**Task details**
Look over the entries that follow. Report how many lines contain "palm", with nothing else.

** Material for the task follows **

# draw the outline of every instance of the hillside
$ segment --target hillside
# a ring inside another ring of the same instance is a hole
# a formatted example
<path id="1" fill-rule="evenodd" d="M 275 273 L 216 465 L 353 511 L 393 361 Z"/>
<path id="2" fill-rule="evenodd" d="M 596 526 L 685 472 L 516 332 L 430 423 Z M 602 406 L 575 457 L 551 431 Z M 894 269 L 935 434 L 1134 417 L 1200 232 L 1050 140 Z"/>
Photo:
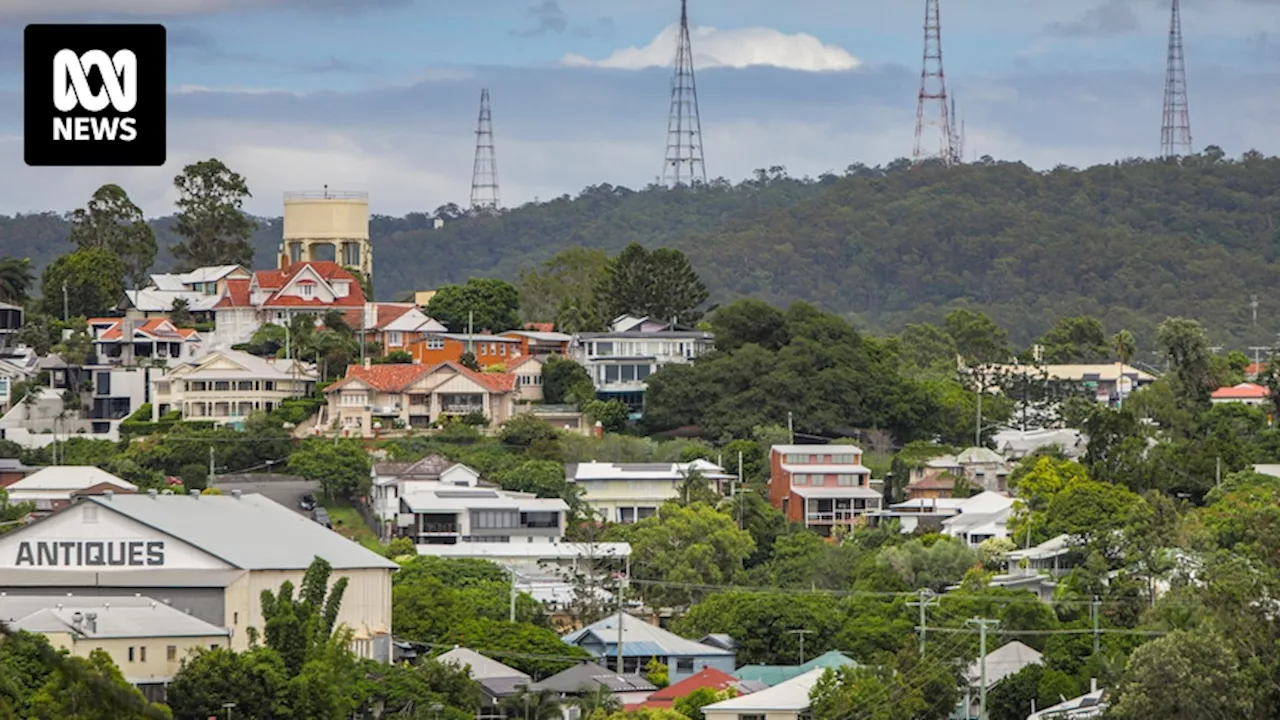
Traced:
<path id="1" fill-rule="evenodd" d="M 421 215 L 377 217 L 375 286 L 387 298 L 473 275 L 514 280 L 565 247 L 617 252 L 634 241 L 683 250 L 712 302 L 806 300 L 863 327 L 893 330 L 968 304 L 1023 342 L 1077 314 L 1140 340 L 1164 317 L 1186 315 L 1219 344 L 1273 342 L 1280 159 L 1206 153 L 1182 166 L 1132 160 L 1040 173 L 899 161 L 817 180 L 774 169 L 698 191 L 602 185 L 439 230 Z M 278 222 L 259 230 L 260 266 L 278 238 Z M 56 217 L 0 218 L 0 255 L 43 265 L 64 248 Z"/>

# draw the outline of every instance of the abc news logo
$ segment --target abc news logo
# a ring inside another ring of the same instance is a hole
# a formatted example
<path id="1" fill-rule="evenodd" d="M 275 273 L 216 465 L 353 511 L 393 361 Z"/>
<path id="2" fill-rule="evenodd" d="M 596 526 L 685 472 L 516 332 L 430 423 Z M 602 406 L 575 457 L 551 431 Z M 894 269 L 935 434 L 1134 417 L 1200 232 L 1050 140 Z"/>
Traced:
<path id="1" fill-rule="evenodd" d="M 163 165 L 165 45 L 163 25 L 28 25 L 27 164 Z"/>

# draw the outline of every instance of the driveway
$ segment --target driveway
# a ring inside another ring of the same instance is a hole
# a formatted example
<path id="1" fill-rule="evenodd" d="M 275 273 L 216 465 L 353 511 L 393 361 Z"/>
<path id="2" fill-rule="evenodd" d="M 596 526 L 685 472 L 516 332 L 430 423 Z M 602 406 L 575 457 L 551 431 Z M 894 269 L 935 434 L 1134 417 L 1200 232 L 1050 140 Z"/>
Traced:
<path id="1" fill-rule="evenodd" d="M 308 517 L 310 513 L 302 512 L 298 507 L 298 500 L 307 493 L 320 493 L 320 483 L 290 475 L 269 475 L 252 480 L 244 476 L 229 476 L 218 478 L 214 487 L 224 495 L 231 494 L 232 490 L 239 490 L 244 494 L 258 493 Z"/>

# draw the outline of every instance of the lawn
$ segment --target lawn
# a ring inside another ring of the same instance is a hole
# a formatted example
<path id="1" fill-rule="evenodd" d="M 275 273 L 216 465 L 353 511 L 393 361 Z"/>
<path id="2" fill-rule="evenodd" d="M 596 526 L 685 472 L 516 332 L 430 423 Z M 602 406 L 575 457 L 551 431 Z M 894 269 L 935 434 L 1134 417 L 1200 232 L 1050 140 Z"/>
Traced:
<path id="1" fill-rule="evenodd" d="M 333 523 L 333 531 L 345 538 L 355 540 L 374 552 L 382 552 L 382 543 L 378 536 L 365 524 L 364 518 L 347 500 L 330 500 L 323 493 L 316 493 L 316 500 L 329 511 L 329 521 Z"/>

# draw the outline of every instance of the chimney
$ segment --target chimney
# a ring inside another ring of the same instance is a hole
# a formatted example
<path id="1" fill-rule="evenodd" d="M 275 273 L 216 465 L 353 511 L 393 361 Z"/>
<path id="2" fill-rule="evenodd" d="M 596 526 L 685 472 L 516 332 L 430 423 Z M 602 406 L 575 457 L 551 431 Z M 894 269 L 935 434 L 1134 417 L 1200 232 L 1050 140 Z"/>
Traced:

** End of Material for the task **
** Material for the task follows **

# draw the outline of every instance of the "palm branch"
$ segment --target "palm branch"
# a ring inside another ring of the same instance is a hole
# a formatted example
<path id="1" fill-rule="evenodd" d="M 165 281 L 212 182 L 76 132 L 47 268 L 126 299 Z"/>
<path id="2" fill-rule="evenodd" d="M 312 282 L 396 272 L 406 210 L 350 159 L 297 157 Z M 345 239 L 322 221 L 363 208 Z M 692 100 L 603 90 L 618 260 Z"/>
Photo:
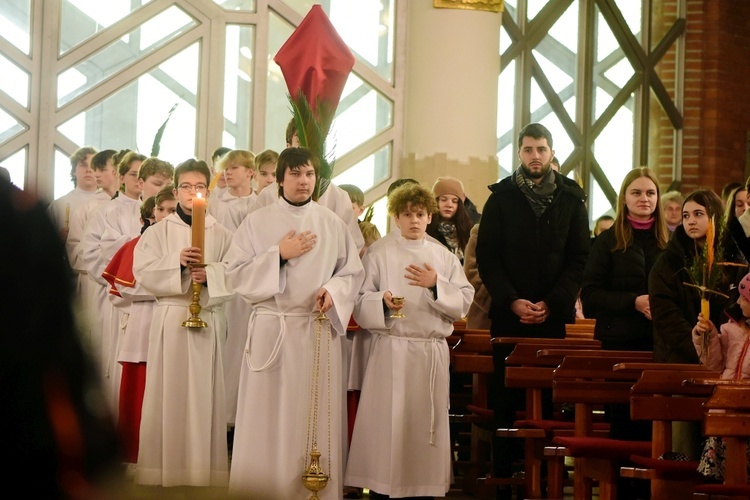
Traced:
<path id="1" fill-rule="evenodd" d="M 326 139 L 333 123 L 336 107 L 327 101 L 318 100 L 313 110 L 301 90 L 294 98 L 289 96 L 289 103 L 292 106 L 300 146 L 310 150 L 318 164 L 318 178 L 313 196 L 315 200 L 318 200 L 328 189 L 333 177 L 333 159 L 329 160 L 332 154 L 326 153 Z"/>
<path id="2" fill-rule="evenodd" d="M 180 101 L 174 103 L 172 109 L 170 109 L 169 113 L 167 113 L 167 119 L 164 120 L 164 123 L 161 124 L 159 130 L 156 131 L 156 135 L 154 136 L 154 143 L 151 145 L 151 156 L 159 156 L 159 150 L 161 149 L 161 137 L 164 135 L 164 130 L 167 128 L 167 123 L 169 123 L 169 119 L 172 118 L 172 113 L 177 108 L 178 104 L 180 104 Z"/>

** End of Material for the task **

**Output of the task**
2